══ Input for this task

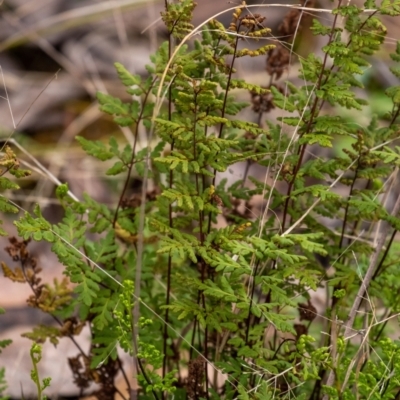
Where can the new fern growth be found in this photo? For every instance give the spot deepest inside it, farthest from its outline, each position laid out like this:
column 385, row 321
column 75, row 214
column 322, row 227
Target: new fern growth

════

Which lines above contain the word "column"? List them.

column 385, row 321
column 75, row 214
column 322, row 227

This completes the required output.